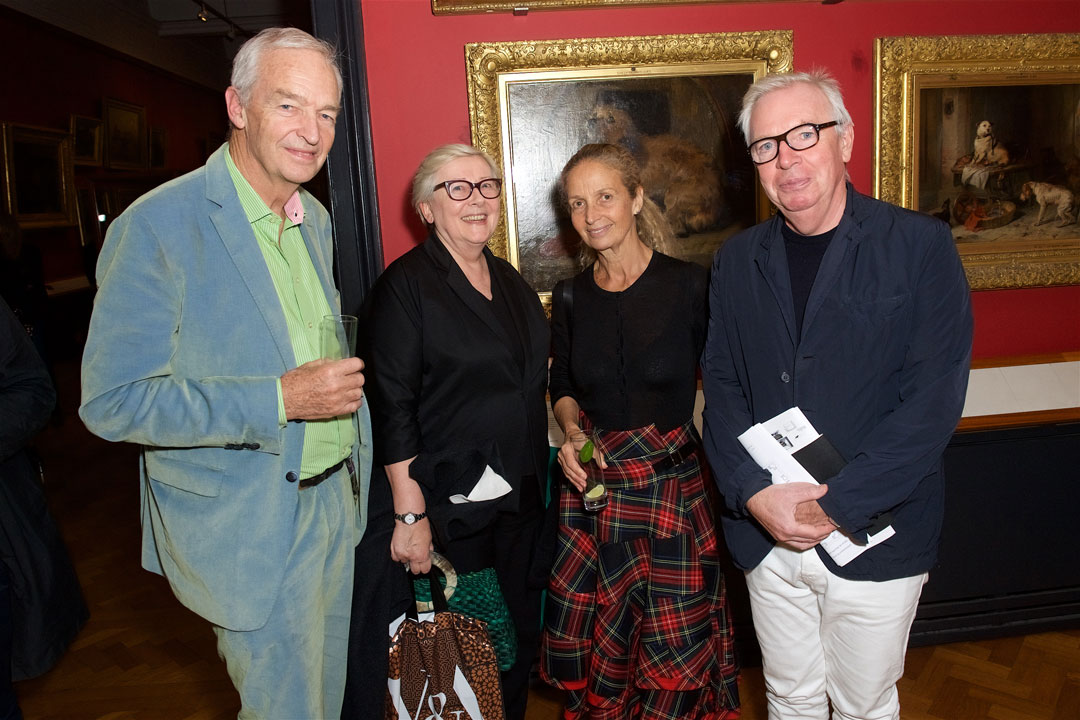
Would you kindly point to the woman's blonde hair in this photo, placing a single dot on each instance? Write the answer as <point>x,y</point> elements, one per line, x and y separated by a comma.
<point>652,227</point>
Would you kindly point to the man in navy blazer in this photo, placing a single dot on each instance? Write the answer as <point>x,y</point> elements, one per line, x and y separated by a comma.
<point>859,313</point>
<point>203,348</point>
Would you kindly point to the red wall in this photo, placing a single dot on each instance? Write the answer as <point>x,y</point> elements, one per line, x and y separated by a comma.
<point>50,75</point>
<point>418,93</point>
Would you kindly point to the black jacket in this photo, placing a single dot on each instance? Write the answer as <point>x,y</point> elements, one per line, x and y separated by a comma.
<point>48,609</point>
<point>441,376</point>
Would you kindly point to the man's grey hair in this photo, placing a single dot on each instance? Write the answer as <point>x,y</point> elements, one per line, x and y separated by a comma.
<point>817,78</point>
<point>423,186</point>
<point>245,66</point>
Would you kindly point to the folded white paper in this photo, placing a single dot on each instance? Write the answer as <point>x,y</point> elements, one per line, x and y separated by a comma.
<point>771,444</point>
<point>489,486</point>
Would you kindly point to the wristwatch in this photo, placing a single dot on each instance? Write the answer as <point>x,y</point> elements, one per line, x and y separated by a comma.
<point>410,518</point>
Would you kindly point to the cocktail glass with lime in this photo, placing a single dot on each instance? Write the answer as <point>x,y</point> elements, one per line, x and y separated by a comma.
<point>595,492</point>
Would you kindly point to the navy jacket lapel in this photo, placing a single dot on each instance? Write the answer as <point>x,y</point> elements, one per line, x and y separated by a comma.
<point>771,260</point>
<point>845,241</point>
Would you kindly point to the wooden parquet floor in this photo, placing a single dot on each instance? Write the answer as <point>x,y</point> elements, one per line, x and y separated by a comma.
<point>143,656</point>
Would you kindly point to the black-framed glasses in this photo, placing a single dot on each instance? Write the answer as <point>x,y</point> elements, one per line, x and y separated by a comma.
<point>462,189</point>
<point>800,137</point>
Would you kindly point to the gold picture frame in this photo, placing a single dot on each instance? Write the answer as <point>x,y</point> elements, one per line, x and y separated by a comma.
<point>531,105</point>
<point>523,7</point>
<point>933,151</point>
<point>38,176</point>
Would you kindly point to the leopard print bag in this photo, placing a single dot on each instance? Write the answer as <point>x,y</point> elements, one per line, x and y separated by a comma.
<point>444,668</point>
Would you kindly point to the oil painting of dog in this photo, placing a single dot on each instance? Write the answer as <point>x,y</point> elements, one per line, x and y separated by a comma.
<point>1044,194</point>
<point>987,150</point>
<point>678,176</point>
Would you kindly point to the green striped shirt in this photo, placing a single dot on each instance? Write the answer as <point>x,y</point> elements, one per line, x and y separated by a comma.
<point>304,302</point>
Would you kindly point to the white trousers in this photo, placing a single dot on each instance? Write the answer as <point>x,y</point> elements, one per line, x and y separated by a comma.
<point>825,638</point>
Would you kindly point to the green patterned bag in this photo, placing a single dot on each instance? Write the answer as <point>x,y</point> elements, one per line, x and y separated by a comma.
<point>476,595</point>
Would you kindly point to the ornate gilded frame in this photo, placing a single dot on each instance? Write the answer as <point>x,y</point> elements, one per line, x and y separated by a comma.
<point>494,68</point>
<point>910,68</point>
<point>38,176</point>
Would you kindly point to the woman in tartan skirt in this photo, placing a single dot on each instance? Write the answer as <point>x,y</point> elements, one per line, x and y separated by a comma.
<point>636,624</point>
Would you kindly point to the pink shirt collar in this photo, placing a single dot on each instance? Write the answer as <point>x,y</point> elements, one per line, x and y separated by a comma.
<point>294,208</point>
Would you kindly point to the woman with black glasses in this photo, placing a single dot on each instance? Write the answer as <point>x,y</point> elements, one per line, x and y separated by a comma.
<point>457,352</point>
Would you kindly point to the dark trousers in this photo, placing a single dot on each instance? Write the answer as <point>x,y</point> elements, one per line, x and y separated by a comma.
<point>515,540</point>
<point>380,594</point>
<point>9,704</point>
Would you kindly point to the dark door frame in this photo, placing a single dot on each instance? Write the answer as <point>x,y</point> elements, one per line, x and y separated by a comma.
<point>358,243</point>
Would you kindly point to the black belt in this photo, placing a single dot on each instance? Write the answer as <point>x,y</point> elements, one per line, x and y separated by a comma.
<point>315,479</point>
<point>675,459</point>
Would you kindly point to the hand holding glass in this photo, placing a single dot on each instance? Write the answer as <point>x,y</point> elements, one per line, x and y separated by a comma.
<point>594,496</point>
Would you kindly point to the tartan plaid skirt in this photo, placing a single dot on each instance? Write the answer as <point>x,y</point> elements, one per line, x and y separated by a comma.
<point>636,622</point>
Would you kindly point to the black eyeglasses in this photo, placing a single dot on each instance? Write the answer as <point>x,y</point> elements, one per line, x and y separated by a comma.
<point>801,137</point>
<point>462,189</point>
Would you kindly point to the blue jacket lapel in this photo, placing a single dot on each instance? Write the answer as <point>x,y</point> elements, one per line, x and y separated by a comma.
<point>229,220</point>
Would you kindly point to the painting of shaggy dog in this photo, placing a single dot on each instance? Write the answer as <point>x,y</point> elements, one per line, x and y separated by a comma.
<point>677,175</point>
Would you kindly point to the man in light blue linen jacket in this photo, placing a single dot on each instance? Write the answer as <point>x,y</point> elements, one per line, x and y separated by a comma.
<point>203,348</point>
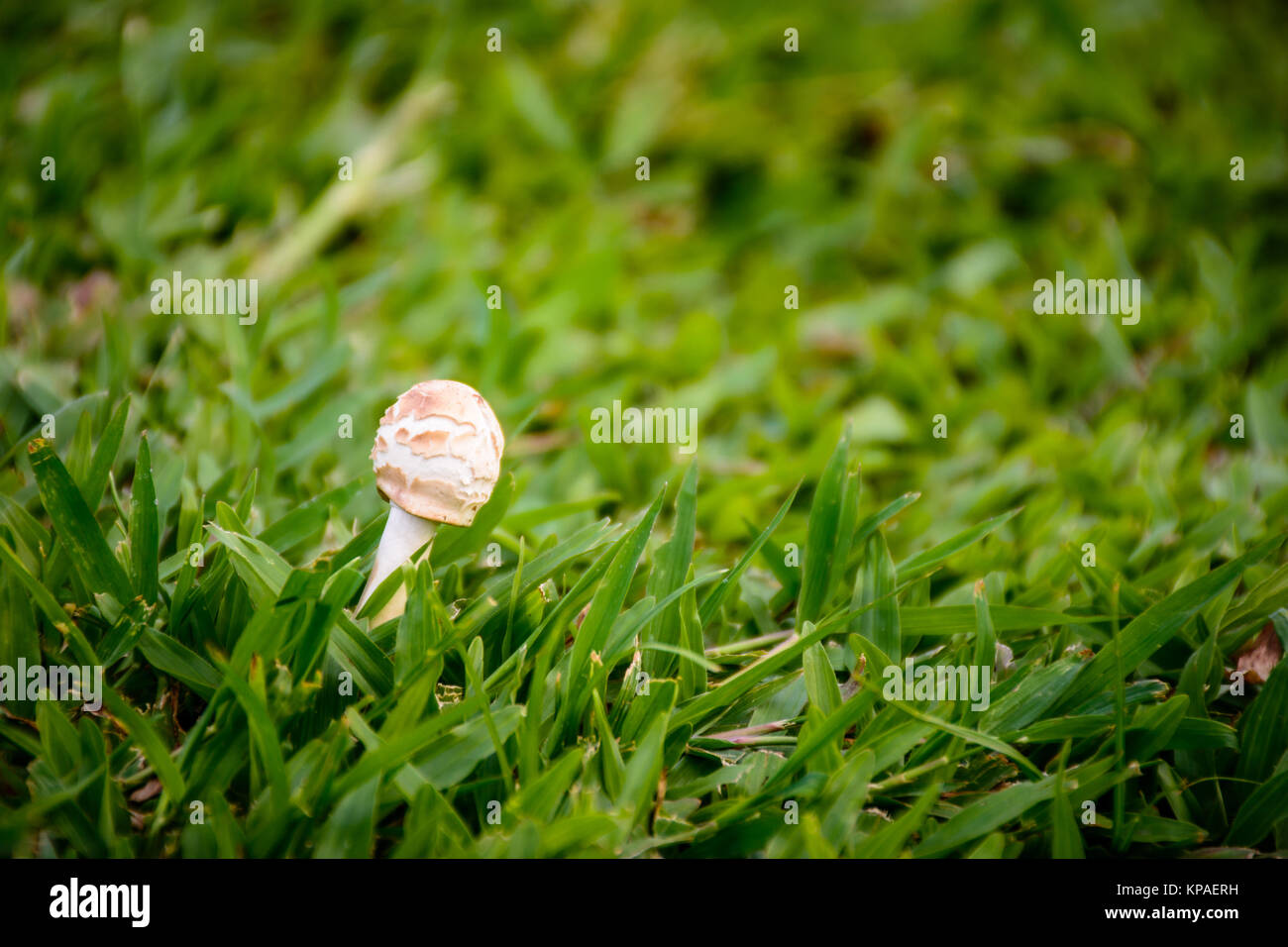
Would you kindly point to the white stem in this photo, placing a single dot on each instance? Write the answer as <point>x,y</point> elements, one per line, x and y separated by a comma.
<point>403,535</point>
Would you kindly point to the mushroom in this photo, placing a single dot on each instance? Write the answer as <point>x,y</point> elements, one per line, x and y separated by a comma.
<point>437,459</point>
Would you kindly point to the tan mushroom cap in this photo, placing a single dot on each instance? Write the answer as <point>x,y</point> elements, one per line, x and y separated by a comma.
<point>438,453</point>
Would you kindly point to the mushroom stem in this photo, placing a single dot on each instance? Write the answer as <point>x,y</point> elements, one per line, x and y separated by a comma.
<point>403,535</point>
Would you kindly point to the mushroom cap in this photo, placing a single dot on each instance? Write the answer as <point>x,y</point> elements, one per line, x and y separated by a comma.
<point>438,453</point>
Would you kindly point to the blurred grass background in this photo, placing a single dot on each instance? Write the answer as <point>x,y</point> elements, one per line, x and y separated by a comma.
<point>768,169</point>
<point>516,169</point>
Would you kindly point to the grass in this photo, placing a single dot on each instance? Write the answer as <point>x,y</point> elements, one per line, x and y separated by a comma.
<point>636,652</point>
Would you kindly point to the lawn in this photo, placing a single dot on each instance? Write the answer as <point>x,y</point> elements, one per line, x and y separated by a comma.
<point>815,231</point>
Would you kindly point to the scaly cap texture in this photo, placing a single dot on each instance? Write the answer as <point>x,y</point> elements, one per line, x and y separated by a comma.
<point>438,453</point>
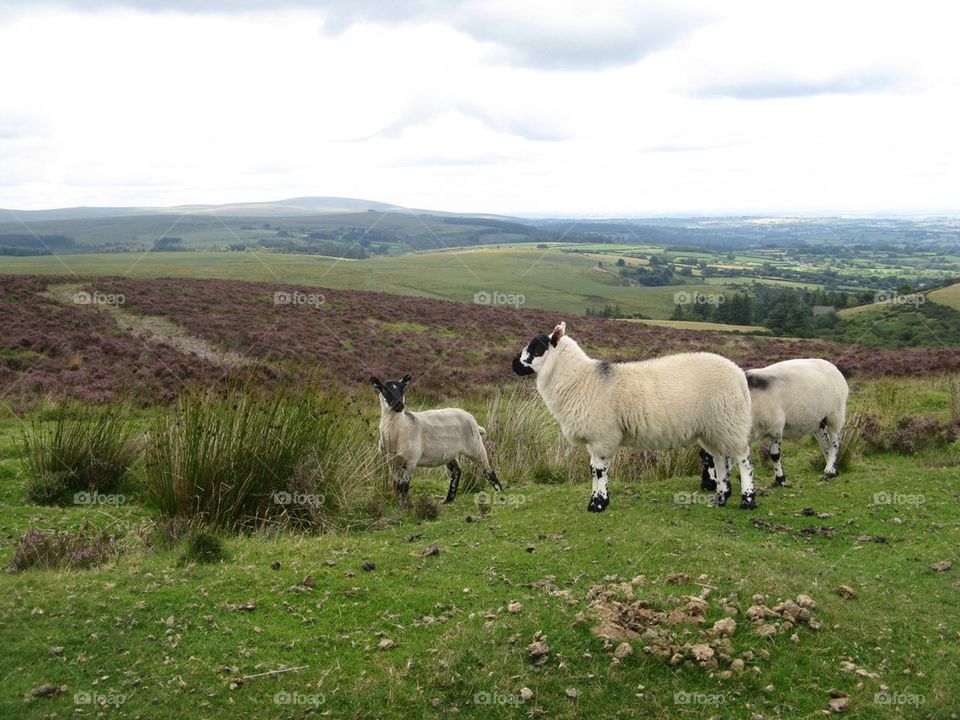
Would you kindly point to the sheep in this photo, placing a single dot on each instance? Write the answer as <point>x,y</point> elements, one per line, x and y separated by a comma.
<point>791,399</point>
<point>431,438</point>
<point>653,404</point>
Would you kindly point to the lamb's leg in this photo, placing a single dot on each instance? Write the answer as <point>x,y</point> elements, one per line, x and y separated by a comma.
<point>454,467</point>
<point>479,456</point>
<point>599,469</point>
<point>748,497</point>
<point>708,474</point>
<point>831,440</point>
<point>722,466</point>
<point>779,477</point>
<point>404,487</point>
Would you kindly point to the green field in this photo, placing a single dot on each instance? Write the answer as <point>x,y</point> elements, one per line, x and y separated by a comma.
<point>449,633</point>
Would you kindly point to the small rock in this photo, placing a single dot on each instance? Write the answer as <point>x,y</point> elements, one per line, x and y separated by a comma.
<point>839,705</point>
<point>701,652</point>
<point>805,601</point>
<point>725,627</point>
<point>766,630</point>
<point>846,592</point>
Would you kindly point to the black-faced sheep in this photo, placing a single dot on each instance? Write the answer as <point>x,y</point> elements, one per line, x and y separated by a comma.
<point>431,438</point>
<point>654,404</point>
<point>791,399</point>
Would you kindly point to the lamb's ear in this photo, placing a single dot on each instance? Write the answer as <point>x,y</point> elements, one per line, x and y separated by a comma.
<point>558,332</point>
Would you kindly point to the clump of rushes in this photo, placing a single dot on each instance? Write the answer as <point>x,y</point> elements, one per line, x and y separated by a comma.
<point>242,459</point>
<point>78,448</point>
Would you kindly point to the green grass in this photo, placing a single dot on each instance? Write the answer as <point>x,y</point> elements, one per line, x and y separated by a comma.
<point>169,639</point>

========

→ Task description: Rewrite the records from the line containing "Would you kindly point to the ornate" through the line containing "<point>636,624</point>", substituting "plaid" for "tartan" and leaving everything else unchanged. Return only those lines.

→ Solution below:
Would you kindly point to the ornate gilded frame in this photo, placing a single dot on each instance? Write the answer as <point>x,y</point> elements, one per line, x and y separated by a comma.
<point>494,68</point>
<point>910,68</point>
<point>38,176</point>
Would you kindly point to the woman in plaid skirt in this photo, placing a single dot on each instance? Write the answer as <point>x,y</point> elements, one per line, x and y separated by a comma.
<point>636,624</point>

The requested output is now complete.